_ARTICLE:_
####
Let’s create a simple visualization of our findings:
plot_model(model_duncan, show.values = TRUE) +
labs(
title = "Effect of Income on Occupational Prestige",
subtitle = "One point increase in income score associated with 1.08 point increase in prestige"
)
Let’s create a professional-looking regression table with modelsummary:
modelsummary(model_duncan,
fmt = 2,
estimate = "{estimate} [{conf.low}, {conf.high}]",
statistic = NULL,
coef_rename = c("(Intercept)" = "Intercept", "income" = "Income Score"),
gof_map = c("nobs", "r.squared", "adj.r.squared", "rmse", "aic", "bic"),
title = "Regression of Occupational Prestige on Income",
notes = "Data: Duncan occupational prestige data (1950)")
####
_SHORT EXERCISE 1:_
Reproduce the passage on regressing occupational prestige on income in full, with every line and character unchanged.
_SHORT EXERCISE 2:_
From the records, copy each line that contains the word "rocky".
####
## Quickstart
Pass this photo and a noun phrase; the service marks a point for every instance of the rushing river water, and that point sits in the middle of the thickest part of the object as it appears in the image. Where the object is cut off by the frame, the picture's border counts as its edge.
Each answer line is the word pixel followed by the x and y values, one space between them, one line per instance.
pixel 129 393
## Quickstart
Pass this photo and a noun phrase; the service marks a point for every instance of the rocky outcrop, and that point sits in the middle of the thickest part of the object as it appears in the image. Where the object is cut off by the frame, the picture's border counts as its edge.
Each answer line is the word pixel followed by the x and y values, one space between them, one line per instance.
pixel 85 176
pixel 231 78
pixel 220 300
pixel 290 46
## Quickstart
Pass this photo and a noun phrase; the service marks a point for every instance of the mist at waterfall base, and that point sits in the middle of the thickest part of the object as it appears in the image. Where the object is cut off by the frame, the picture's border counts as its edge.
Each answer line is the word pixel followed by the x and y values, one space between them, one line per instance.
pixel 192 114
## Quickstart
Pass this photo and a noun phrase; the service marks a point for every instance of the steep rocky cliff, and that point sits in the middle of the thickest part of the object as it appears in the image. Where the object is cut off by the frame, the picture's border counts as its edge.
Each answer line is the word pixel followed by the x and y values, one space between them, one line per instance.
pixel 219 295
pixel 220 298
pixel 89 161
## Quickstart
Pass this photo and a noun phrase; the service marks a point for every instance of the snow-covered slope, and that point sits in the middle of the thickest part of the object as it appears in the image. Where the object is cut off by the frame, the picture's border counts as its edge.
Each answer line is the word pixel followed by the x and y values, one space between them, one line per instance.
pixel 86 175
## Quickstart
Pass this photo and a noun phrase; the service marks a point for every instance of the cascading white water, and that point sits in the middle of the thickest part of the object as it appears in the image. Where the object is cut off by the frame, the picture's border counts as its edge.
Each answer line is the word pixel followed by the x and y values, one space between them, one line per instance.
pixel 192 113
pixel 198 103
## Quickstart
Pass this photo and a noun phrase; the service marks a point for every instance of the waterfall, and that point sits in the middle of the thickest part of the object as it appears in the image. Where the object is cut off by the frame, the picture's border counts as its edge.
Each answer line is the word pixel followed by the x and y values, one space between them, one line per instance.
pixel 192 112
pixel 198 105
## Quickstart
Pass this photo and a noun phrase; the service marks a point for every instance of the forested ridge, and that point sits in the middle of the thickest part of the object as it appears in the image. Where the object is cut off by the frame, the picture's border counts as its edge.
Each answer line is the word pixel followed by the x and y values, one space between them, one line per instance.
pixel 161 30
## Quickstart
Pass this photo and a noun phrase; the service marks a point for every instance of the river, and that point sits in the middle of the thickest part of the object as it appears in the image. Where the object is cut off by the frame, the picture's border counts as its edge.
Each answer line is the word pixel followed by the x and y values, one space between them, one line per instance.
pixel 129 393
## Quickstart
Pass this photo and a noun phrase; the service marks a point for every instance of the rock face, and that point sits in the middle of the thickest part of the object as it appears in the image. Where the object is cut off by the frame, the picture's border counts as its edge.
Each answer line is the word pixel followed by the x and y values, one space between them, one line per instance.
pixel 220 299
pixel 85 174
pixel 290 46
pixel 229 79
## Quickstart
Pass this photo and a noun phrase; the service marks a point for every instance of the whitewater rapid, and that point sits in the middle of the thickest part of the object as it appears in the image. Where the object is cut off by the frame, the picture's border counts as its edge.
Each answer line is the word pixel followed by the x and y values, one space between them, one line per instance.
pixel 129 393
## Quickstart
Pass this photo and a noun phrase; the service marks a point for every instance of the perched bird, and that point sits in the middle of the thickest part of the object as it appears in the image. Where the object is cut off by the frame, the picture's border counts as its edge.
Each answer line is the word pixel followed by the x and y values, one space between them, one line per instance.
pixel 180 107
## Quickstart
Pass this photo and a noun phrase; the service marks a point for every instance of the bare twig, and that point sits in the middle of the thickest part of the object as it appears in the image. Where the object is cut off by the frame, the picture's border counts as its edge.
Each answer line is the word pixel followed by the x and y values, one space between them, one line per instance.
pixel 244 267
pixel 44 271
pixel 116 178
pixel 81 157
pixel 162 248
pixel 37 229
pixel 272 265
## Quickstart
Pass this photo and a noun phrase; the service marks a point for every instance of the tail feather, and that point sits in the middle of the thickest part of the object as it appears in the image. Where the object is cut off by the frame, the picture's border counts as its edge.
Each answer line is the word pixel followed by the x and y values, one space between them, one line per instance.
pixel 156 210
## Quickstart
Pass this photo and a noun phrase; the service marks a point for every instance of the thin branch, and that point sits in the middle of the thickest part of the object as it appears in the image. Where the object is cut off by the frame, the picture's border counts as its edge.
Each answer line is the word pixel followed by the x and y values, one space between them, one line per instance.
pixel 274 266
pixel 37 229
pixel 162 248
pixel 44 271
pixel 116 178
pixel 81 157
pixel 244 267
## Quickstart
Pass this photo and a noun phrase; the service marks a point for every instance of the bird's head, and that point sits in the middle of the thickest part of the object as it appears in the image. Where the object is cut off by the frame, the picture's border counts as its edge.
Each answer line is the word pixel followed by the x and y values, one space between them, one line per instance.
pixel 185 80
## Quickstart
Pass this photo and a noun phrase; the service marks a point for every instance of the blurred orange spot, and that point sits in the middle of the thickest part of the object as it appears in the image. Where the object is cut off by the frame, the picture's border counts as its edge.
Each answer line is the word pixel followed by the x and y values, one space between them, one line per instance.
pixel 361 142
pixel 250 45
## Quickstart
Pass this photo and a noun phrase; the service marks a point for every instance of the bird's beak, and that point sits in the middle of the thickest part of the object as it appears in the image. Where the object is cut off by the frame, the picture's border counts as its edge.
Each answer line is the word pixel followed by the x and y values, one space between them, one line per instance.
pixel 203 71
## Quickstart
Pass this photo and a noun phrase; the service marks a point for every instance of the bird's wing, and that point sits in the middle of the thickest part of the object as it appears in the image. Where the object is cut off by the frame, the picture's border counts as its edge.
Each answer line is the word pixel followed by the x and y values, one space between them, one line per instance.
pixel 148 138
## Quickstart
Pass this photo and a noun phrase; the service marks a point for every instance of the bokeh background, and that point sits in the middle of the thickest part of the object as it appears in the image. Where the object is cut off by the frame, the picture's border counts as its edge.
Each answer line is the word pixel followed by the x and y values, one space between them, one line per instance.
####
_FINAL RESULT 1:_
Let’s create a simple visualization of our findings:
plot_model(model_duncan, show.values = TRUE) +
labs(
title = "Effect of Income on Occupational Prestige",
subtitle = "One point increase in income score associated with 1.08 point increase in prestige"
)
Let’s create a professional-looking regression table with modelsummary:
modelsummary(model_duncan,
fmt = 2,
estimate = "{estimate} [{conf.low}, {conf.high}]",
statistic = NULL,
coef_rename = c("(Intercept)" = "Intercept", "income" = "Income Score"),
gof_map = c("nobs", "r.squared", "adj.r.squared", "rmse", "aic", "bic"),
title = "Regression of Occupational Prestige on Income",
notes = "Data: Duncan occupational prestige data (1950)")

_FINAL RESULT 2:_
Pass this photo and a noun phrase; the service marks a point for every instance of the rocky outcrop, and that point sits in the middle of the thickest part of the object as it appears in the image. Where the object is cut off by the frame, the picture's border counts as its edge.
Pass this photo and a noun phrase; the service marks a point for every instance of the steep rocky cliff, and that point sits in the middle of the thickest part of the object as it appears in the image. Where the object is cut off by the frame, the picture's border counts as its edge.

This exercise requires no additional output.